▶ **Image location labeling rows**
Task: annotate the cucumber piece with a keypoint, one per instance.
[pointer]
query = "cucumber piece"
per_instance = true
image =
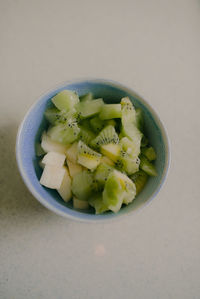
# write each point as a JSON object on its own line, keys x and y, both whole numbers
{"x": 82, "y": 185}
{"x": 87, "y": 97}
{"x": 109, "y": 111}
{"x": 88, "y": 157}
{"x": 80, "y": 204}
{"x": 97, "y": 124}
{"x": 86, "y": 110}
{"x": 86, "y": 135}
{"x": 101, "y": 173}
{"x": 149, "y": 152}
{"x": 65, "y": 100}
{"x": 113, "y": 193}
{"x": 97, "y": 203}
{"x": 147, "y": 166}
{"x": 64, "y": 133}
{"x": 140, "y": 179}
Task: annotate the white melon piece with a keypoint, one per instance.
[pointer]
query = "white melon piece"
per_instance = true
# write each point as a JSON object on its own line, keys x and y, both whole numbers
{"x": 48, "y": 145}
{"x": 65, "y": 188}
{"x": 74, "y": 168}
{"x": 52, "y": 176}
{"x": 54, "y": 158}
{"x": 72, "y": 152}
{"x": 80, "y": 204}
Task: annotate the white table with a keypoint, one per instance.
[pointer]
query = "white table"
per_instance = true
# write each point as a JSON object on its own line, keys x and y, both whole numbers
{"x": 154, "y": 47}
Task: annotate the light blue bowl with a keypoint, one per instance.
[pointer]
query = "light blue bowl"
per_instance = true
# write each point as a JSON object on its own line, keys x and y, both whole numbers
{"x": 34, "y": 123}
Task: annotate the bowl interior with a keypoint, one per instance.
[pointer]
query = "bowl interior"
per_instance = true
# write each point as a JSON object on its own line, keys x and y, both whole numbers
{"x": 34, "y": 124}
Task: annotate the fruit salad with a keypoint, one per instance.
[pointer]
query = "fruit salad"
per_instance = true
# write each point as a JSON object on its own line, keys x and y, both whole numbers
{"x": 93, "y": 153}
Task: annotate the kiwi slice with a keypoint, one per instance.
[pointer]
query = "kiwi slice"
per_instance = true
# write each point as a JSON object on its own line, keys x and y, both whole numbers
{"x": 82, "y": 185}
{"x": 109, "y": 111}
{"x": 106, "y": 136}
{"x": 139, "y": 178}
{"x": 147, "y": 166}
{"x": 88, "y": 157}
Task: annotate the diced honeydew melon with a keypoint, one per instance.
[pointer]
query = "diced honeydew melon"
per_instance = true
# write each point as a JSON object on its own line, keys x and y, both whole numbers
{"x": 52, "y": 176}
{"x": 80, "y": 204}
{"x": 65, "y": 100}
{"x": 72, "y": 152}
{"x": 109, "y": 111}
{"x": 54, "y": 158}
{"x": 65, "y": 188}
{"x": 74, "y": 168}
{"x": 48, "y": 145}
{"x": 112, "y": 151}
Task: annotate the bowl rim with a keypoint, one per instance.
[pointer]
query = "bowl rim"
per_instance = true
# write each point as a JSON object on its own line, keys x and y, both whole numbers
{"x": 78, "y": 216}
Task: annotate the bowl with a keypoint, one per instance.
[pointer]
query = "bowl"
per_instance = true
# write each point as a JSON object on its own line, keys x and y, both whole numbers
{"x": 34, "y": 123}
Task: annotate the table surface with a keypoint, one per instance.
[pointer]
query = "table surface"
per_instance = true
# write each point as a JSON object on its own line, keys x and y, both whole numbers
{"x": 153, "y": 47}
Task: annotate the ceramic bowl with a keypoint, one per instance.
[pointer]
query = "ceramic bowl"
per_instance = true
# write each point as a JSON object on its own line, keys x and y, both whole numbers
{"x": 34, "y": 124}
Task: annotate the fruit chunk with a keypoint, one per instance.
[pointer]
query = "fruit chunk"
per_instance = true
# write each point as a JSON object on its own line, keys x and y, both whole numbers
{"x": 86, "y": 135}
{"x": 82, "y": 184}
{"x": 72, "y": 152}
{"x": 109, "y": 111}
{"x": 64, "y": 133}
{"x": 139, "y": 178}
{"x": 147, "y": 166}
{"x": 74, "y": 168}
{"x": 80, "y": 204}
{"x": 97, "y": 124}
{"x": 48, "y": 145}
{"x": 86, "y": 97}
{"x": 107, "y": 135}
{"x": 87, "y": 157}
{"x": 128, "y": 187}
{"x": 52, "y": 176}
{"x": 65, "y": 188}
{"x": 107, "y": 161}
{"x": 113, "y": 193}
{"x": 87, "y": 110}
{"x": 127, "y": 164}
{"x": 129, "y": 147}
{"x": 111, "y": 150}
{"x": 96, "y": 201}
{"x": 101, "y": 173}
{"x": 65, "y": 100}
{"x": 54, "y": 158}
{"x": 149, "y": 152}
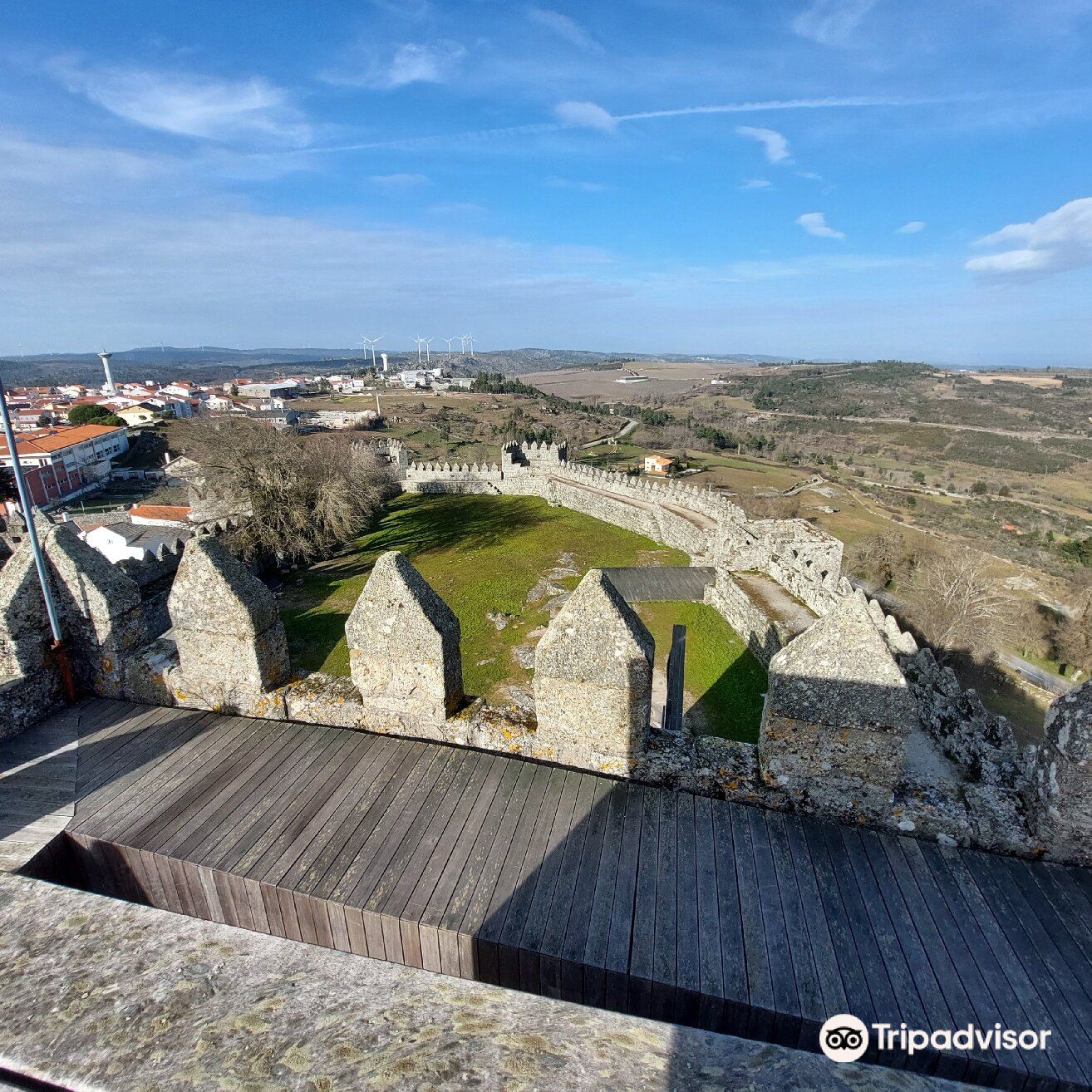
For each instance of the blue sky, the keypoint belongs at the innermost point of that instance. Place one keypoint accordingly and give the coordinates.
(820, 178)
--
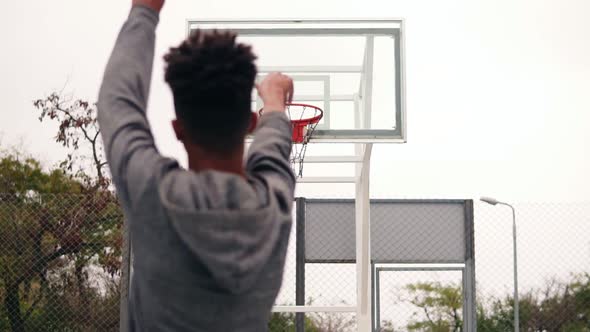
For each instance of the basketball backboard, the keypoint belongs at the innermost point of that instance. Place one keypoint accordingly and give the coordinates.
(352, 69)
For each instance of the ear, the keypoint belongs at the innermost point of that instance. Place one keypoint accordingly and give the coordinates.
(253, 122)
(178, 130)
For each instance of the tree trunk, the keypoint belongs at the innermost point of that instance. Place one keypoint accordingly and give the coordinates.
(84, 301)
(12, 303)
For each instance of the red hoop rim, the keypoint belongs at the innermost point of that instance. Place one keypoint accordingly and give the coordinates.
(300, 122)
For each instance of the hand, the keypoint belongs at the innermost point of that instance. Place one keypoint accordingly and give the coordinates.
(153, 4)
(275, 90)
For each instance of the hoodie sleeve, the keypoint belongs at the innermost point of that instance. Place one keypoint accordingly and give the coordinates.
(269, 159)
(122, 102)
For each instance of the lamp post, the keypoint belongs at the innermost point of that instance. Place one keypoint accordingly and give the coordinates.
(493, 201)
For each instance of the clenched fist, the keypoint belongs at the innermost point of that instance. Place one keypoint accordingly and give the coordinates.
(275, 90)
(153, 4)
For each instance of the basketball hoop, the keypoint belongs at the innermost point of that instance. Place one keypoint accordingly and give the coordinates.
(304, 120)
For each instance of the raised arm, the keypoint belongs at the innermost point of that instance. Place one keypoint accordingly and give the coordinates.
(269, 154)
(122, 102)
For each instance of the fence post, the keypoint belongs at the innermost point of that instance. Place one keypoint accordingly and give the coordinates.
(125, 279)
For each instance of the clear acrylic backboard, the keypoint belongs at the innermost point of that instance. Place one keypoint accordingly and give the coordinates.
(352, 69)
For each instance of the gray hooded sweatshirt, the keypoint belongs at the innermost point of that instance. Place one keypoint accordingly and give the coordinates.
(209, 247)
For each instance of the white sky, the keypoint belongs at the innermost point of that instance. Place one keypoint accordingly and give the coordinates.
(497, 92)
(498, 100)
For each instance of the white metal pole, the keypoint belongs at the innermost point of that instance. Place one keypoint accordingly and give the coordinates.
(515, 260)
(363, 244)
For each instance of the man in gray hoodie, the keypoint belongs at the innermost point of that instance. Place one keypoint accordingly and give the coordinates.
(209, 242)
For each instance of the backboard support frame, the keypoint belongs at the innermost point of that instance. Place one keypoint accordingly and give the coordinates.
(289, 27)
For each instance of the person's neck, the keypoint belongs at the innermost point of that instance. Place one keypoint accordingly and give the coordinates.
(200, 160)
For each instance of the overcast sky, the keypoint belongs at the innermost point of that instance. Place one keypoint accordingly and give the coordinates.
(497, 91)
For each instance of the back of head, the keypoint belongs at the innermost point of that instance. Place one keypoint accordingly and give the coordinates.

▶ **Exercise prompt**
Can you give the lines that open with the one containing "For each instance of the man" and close with the one containing "For each instance of the back of" again, replacing "innermost point" with "deepest interior point" and leaving everything else unchanged?

▶ **Solution below**
For each instance of the man in gray hoodie, the keypoint belongs at the deepest interior point of that instance. Place one keypoint accordingly and give the coordinates.
(209, 242)
For each instance of the backboard support frame, the keypoint belongs at the deepest interior point of that instance. Place one keypoint accordingly and give the coordinates.
(289, 27)
For each instance of the person's neck, the keypoint belongs at the deepest interior point of that instance. Place one keypoint accordingly and give the coordinates.
(200, 160)
For each instance of the overcast sky, the keypoint belongs at the deepest interior point of that instance. Place one keypoint accordingly and give the coordinates.
(497, 91)
For each instance of the back of head, the keypoint belongs at the deepest interior point of that instance. Place one keypoint accordingly and give the coordinates.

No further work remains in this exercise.